= Required work =
A. According to the swimming memoir excerpt, where were the 1971 Short Course Nationals held?
B. Please output the part of the swimming memoir excerpt starting at "Читать книгу Making" and ending at "Award in 1968.", word for word.

= Selected text =
★ ★ ★ ★ ★
Читать книгу Making Waves - Chris Epting - Страница 11

Оглавление

CHAPTER THREE


My First Adventure

Shortly after I turned fourteen, my coach, Flip, came over to me at practice one day and said, “Shirley, you’ve qualified again for the 1971 Short Course Nationals!” This one would be held that spring in Pullman, Washington.

I swam the 500-yard freestyle against the well-known swimmer Debbie Meyer, who was my hero back then. Between the ages of fourteen and eighteen, she was simply “the world’s greatest female swimmer,” according to the International Swimming Hall of Fame. At the 1968 Olympic Games, Debbie was the first female swimmer to win three individual gold medals at a single Olympic Games. She did so by earning the top spot in the 200, 400, and 800 freestyle events. She was named “World Swimmer of the Year” three times, and was given the James E. Sullivan Award in 1968.

I didn’t know that Debbie would be retiring within just a year, at only eighteen years of age. I was a little freaked out that I was actually going to compete against her. After I did my flip turn during the 500-yard freestyle, I looked around and saw that I was actually ahead. How could this be? I was beating Debbie Meyer? That moment of realization may have cost me the race; Debbie overcame the lead and wound up winning the race. But it didn’t matter. I knew I was getting better overall.
★ ★ ★ ★ ★
= Entries supplied =
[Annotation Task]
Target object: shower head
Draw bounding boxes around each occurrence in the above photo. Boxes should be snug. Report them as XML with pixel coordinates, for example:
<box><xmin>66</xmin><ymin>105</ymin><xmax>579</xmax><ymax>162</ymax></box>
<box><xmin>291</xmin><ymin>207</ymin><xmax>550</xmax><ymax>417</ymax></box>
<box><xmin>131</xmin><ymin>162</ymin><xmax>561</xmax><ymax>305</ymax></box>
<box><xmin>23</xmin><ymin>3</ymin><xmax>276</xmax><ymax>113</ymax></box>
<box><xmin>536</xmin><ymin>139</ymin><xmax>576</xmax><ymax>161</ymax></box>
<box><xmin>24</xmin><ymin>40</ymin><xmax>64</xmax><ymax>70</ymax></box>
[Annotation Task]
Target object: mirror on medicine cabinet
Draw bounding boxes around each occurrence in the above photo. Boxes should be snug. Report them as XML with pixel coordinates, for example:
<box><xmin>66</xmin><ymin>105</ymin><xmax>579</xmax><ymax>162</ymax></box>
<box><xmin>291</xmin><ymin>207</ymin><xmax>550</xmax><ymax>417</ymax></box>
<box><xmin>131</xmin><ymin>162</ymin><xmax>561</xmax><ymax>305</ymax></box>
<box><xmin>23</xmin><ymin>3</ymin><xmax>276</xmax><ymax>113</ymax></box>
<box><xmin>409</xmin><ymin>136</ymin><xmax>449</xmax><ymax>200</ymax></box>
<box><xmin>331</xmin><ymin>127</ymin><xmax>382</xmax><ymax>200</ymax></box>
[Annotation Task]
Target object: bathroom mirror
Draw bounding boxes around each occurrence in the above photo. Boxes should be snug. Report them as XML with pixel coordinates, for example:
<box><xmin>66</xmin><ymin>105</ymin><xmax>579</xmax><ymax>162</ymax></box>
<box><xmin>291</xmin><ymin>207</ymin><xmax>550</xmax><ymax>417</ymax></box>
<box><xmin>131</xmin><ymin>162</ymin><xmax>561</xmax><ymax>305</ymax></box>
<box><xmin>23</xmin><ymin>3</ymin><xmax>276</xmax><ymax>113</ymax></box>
★ ★ ★ ★ ★
= Answers to the exercise =
A. Pullman, Washington

B.
Читать книгу Making Waves - Chris Epting - Страница 11

Оглавление

CHAPTER THREE


My First Adventure

Shortly after I turned fourteen, my coach, Flip, came over to me at practice one day and said, “Shirley, you’ve qualified again for the 1971 Short Course Nationals!” This one would be held that spring in Pullman, Washington.

I swam the 500-yard freestyle against the well-known swimmer Debbie Meyer, who was my hero back then. Between the ages of fourteen and eighteen, she was simply “the world’s greatest female swimmer,” according to the International Swimming Hall of Fame. At the 1968 Olympic Games, Debbie was the first female swimmer to win three individual gold medals at a single Olympic Games. She did so by earning the top spot in the 200, 400, and 800 freestyle events. She was named “World Swimmer of the Year” three times, and was given the James E. Sullivan Award in 1968.